> **Work instructions**
Repeat the data precisely as given.

> **Record excerpts**
════════════════════
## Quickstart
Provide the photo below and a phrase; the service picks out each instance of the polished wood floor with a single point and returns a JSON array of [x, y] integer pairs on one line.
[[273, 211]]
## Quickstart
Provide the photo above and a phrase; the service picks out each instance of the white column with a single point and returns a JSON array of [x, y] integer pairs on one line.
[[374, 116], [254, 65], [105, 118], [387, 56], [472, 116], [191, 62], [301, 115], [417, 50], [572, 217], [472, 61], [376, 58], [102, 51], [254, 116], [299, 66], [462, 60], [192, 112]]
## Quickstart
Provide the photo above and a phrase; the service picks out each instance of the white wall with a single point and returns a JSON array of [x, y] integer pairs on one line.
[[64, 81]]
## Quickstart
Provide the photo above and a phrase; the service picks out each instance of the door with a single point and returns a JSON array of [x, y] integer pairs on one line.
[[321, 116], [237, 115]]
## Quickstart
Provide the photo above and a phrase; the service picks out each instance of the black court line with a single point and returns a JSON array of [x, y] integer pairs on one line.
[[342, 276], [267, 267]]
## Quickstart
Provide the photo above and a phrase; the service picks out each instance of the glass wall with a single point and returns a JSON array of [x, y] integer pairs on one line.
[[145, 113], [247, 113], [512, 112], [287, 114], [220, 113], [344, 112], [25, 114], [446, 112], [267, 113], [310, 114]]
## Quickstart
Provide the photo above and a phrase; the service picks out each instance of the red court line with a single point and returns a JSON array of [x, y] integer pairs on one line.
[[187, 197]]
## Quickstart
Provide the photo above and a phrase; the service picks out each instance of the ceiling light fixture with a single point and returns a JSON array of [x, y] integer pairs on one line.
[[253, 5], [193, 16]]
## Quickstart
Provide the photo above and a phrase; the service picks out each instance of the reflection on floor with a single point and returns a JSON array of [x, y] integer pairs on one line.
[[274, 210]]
════════════════════
> **Answer to the exercise**
## Quickstart
Provide the photo below and a phrase; the service picks out each instance of the polished wood floor with a single point and returns a JSON array of [x, y] integer pairs on one line.
[[273, 211]]
## Quickstart
Provide the photo above and a phrase; the service picks out each instance of the white column with a single point and returns a JSON array of [x, y] integer pairs on one line.
[[374, 116], [254, 65], [105, 118], [387, 56], [472, 116], [191, 62], [301, 115], [417, 50], [572, 217], [472, 61], [376, 58], [102, 51], [254, 116], [299, 66], [462, 60], [192, 112]]
## Quickstart
Provide the photo above and a phrase; the service picks out each instance of the white wall with a single point and returns a JSON array of [x, y] integer pairs on one line.
[[64, 81]]
## Quickstart
Provide the photo above and a phrase; the service picks out each instance of the door with a single point and returns a JSON array of [x, y] integer pairs on one line.
[[321, 116], [237, 115]]
## Quickstart
Provide the photo above and a phrase; the service picks out each instance of the black court line with a single point and returns a JSON array of [x, y] integer pairs on one line.
[[342, 276], [267, 267]]
## Quickstart
Provide the photo above and a phrase; the service picks out each instance of the glass wall with a single point and returns a JSON array of [x, y] integer pairs on one line.
[[145, 113], [247, 113], [512, 112], [287, 114], [220, 113], [344, 112], [25, 114], [446, 112], [267, 113], [310, 114]]
## Quickstart
Provide the photo above and a phrase; the service picks out each instance of the red court line with a single point and returns a JSON array of [x, y] integer pairs on one line.
[[187, 197]]
## Quickstart
Provide the photo above and a phrase; the service picks out each instance of the ceiling light fixture with a single point and returns a JSON array of [x, y] integer pairs on one line.
[[253, 5], [193, 16]]
## Quickstart
Provide the photo above and a phrase; the service picks out each instance of the reflection on floor with a single point and returns a JSON array of [x, y] integer pairs on one line.
[[274, 210]]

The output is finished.